Task material:
^^^^^^^^

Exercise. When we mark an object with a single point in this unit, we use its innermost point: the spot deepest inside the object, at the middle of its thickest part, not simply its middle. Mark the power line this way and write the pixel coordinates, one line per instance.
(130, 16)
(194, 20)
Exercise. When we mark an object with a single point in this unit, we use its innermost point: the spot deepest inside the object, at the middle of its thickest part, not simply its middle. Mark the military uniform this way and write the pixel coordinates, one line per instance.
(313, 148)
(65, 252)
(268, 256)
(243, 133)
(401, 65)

^^^^^^^^

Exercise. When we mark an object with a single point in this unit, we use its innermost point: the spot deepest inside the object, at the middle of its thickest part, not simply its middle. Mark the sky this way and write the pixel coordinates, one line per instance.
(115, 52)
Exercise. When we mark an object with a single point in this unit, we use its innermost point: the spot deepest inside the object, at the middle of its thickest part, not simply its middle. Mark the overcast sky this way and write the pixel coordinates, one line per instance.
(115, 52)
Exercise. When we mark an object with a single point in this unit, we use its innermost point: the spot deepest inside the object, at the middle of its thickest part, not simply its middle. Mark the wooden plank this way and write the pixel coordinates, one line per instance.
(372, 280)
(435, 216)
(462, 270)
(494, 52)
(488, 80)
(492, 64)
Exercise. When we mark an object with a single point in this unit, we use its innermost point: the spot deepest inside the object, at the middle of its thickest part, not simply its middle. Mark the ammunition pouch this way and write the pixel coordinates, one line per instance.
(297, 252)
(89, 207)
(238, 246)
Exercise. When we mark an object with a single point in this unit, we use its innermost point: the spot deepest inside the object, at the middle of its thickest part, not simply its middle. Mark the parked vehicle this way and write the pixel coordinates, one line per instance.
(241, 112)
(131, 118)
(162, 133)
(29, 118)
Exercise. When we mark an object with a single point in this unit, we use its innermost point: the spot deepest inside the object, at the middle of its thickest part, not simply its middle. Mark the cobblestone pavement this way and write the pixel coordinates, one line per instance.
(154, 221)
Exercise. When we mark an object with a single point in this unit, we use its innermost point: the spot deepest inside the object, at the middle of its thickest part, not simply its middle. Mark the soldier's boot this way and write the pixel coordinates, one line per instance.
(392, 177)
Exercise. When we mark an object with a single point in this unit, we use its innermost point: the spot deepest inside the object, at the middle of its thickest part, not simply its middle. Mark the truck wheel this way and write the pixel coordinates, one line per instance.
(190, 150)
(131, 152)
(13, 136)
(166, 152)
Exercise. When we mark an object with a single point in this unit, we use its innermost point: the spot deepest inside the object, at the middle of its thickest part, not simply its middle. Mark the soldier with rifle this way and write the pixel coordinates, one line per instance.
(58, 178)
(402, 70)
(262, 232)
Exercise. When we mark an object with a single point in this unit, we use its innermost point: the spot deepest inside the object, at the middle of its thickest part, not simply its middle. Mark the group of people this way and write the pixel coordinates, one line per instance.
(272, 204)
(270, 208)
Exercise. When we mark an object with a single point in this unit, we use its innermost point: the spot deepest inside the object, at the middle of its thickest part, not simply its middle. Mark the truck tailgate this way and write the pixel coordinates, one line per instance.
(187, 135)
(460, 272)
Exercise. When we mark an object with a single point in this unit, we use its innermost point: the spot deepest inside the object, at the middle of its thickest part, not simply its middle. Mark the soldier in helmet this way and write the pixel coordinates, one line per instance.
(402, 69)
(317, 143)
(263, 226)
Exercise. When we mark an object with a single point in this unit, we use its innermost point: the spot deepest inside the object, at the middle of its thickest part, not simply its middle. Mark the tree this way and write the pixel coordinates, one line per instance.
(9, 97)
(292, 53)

^^^^^^^^

Count the lines in the rows above that contain the string "boot", and reply with the number alone.

Result below: 1